• _Task prompt_
In the text on the Harawa-Charawa, condense the paragraph beginning "The Constitution of Nepal explicitly prohibits" into a brief list that keeps its main facts.

+++ Passage shown +++

Right: A Harawa-Charawa interviewee walking away from a water pump

CIVIL AND POLITICAL RIGHTS

The Constitution of Nepal explicitly prohibits forced labour, and safeguards the right of every individual to freely choose their employment. Further, the constitution mandates punishment by law for forced labour and guarantees the rights of victims of forced labour to remedy and compensation.

Despite the constitutional obligation to banish forced labour, landowners, including lenders, hold the Harawa-Charawa in debt bondage and operate with nearly complete impunity. Contrary to the entitlement to compensation, the Harawa-Charawa often have no recourse or avenues to seek compensation. Testimonies documented from the field revealed that the Harawa-Charawa have no ability to challenge or bargain with landowners, and are therefore unable to free themselves from debt bondage. Instead, debt-bondage appears to be transferred from one generation to the other and traps entire family lineages in debt

Voting woes

Testimonies indicate that some of the Harawa-Charawa were able to exercise their right to vote without hindrance in the last election, while some interviewees reported that they did not vote since their names were not included in the municipal electoral registry.

+++ Data section +++

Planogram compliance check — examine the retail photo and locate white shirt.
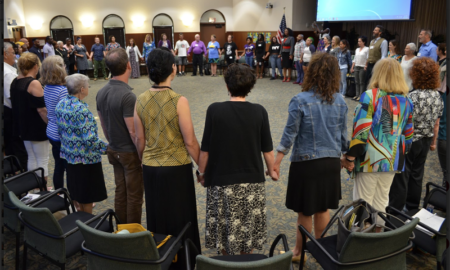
[175,40,189,57]
[3,62,17,109]
[400,55,417,91]
[353,46,369,67]
[44,43,55,59]
[303,46,311,62]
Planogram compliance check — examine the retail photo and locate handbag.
[336,199,378,252]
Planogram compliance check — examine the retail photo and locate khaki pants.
[353,172,395,225]
[107,147,144,224]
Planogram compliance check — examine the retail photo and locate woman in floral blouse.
[342,58,414,232]
[55,74,108,213]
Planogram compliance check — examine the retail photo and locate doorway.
[152,14,175,49]
[50,15,74,44]
[200,9,227,46]
[102,14,127,48]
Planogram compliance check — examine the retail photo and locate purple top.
[244,44,255,56]
[188,40,206,55]
[158,39,173,50]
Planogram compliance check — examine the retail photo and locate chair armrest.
[320,205,345,238]
[387,206,446,236]
[184,238,200,270]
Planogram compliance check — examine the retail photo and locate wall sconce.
[181,15,194,26]
[81,16,94,27]
[30,18,42,30]
[131,16,145,27]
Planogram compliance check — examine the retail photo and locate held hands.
[341,155,355,172]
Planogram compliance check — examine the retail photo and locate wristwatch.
[195,169,205,176]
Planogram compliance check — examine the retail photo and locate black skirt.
[67,162,108,204]
[143,164,201,269]
[286,158,342,216]
[281,52,293,68]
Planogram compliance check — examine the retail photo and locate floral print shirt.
[408,89,444,142]
[347,89,414,174]
[55,95,107,164]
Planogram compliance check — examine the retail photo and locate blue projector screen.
[316,0,412,22]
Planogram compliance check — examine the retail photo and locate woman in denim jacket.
[336,39,352,96]
[274,53,349,261]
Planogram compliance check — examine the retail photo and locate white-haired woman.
[55,74,108,213]
[39,55,67,189]
[55,40,70,73]
[400,43,417,91]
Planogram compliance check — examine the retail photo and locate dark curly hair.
[302,52,341,104]
[409,57,440,89]
[147,47,175,85]
[223,64,256,97]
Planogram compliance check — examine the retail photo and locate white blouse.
[400,55,417,91]
[353,46,369,67]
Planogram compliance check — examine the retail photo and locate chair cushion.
[306,235,339,269]
[211,254,267,262]
[390,209,436,255]
[37,191,66,213]
[58,212,112,258]
[153,233,181,270]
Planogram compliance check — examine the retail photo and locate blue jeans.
[295,61,303,83]
[269,54,283,78]
[339,68,347,96]
[48,138,67,190]
[245,55,253,67]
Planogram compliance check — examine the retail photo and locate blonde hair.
[39,55,67,85]
[369,58,409,95]
[17,53,41,76]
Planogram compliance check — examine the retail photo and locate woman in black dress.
[255,34,266,79]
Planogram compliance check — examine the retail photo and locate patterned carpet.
[4,73,442,270]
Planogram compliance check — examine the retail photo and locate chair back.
[9,191,66,263]
[77,221,161,270]
[197,251,292,270]
[339,218,419,270]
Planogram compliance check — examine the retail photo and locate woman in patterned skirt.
[197,64,278,255]
[126,39,144,79]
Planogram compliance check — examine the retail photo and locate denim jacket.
[336,48,352,69]
[277,90,349,162]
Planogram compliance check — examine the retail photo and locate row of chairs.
[4,156,446,270]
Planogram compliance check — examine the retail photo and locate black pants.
[437,140,447,188]
[192,54,203,75]
[364,63,375,88]
[3,106,28,170]
[48,138,67,190]
[389,138,433,210]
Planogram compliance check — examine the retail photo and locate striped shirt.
[44,85,67,142]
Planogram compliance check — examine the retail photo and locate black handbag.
[336,199,378,252]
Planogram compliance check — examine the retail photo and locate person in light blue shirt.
[206,35,221,77]
[417,29,437,61]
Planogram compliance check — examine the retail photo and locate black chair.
[184,234,294,270]
[298,211,419,270]
[77,221,191,270]
[8,192,120,269]
[3,156,25,179]
[3,168,71,269]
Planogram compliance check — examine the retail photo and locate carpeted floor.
[4,73,442,270]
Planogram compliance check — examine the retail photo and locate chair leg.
[23,243,27,270]
[15,233,20,270]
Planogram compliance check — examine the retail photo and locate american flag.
[277,14,286,43]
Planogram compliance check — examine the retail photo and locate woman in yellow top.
[134,48,201,267]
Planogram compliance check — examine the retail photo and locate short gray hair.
[420,29,432,38]
[66,73,89,96]
[406,42,417,52]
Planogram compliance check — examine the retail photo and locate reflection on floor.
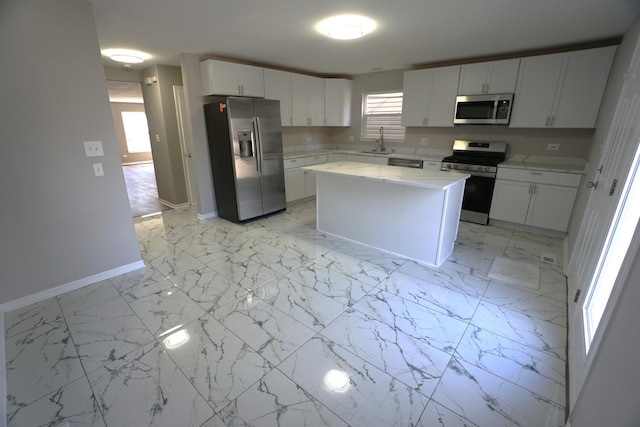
[122,163,169,218]
[5,202,567,427]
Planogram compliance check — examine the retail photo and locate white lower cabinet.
[489,167,582,231]
[284,168,307,202]
[284,155,329,202]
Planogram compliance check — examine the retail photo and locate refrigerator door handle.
[253,117,262,173]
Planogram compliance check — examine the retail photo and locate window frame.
[360,90,406,141]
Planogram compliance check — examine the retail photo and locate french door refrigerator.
[204,97,286,222]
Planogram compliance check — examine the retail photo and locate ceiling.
[90,0,640,76]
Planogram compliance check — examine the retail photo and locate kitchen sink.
[361,150,393,156]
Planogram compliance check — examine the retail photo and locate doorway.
[107,80,169,218]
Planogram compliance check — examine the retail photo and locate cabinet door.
[264,68,292,126]
[527,184,578,231]
[553,46,616,128]
[324,79,353,126]
[329,153,347,162]
[427,65,460,127]
[489,179,532,224]
[458,62,489,95]
[509,53,564,128]
[284,168,307,202]
[200,59,240,96]
[401,70,431,126]
[307,77,324,126]
[291,73,308,126]
[209,61,240,95]
[291,74,324,126]
[458,58,520,95]
[304,171,316,197]
[486,58,520,93]
[236,64,264,98]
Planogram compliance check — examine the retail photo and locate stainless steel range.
[442,140,507,225]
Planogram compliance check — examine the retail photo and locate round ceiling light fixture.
[102,49,151,64]
[316,15,377,40]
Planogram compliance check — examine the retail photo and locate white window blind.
[362,92,404,140]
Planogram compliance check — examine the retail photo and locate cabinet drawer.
[284,157,304,169]
[422,160,442,171]
[304,154,329,166]
[496,166,582,187]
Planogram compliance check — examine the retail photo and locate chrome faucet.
[378,126,387,152]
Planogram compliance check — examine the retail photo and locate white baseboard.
[198,211,218,219]
[0,312,8,427]
[0,261,144,313]
[158,199,191,209]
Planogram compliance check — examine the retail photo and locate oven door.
[460,175,496,225]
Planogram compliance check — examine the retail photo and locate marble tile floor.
[5,202,567,427]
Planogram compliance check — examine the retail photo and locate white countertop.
[302,162,470,190]
[498,155,587,174]
[284,149,451,162]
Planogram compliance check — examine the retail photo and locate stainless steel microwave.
[453,93,513,125]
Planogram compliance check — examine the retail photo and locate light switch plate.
[84,141,104,157]
[93,163,104,176]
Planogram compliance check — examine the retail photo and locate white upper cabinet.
[509,46,616,128]
[200,59,264,98]
[402,65,460,127]
[458,58,520,95]
[291,74,324,126]
[324,79,353,126]
[264,68,293,126]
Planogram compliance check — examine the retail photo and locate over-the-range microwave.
[453,93,513,125]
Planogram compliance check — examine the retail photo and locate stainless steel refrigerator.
[204,97,286,222]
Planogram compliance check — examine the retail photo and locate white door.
[173,86,195,204]
[567,36,640,407]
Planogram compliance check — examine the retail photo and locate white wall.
[568,18,640,254]
[0,0,140,304]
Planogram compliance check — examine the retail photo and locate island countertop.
[302,162,470,190]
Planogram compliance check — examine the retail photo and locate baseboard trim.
[0,312,8,427]
[158,198,191,209]
[0,260,144,314]
[198,211,218,219]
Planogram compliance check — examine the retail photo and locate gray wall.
[180,53,216,216]
[0,0,140,303]
[568,18,640,253]
[331,70,593,158]
[142,65,189,206]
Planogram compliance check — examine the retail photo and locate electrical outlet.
[93,163,104,176]
[84,141,104,157]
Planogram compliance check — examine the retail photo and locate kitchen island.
[303,162,469,266]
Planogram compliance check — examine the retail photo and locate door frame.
[173,85,194,205]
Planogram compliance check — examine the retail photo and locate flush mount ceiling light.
[316,15,376,40]
[102,49,151,64]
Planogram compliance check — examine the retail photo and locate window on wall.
[361,92,404,140]
[122,111,151,153]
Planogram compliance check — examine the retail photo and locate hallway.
[122,163,169,218]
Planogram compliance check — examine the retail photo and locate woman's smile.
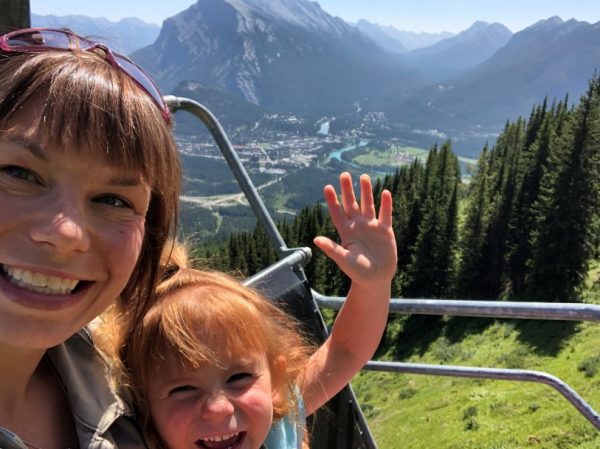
[2,265,79,295]
[0,104,150,347]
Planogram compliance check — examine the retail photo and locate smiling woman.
[0,30,180,449]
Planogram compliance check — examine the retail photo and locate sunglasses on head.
[0,28,171,123]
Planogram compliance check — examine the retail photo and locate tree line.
[197,75,600,302]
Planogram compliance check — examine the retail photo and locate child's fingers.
[360,175,375,220]
[323,185,346,229]
[340,172,360,218]
[313,236,348,266]
[379,190,392,226]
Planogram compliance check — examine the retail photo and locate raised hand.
[314,172,397,285]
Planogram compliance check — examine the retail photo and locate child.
[115,173,396,449]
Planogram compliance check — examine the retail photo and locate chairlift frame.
[165,96,600,449]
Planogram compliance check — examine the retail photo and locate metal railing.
[165,96,600,438]
[312,290,600,430]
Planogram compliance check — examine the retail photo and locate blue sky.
[30,0,600,32]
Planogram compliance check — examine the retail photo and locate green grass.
[352,262,600,449]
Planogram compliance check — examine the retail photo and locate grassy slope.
[353,262,600,449]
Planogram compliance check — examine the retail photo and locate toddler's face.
[148,355,275,449]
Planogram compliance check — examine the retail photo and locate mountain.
[31,14,160,54]
[423,17,600,124]
[172,81,266,134]
[381,26,455,51]
[405,22,512,80]
[355,19,407,53]
[132,0,423,114]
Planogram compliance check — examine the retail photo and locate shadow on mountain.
[514,320,579,356]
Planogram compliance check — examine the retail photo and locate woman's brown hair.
[0,51,181,316]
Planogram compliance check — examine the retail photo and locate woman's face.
[0,104,150,349]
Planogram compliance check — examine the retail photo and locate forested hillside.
[191,77,600,449]
[195,77,600,302]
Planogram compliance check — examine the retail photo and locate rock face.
[132,0,422,114]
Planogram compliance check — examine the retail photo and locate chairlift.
[165,96,600,449]
[0,0,600,449]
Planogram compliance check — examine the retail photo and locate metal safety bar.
[164,95,294,259]
[164,96,600,438]
[312,290,600,430]
[312,290,600,321]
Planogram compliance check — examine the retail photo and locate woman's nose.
[30,200,90,254]
[202,392,234,421]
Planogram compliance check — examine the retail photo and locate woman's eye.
[2,165,38,183]
[95,195,131,208]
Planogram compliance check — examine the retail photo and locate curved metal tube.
[164,95,293,259]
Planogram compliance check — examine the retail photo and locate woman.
[0,30,181,449]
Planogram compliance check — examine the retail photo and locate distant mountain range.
[34,4,600,134]
[354,19,454,53]
[406,22,512,80]
[408,17,600,125]
[133,0,422,115]
[31,14,160,54]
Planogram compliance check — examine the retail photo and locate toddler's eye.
[227,373,254,383]
[169,385,194,396]
[2,165,38,183]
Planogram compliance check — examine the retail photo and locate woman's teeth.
[202,432,239,442]
[2,265,79,295]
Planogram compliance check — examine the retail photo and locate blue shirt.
[263,390,306,449]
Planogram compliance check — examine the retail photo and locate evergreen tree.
[404,142,460,297]
[528,76,600,301]
[456,145,490,299]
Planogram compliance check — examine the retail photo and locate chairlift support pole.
[164,95,294,259]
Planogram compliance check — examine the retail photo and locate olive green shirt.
[0,330,147,449]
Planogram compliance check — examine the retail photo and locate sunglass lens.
[115,54,168,113]
[7,30,70,49]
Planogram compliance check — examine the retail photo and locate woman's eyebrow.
[0,133,47,161]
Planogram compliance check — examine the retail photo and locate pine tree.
[528,76,600,301]
[404,142,460,297]
[456,145,490,299]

+++

• _Solution for this problem_
- Nepal's constitution explicitly bans forced labor.
- It protects every individual's right to choose their employment freely.
- It requires that forced labor be punished by law.
- It guarantees victims of forced labor the right to remedy and compensation.